Please copy the following material back line for line, with no changes of any kind.

Data provided.
[START]

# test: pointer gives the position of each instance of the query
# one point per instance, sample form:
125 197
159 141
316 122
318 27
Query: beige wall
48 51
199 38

[END]

Answer in full.
# test: pointer gives the position of each instance of the query
# one point per instance, sample form:
125 197
159 141
316 122
318 27
Query: beige wall
48 51
199 38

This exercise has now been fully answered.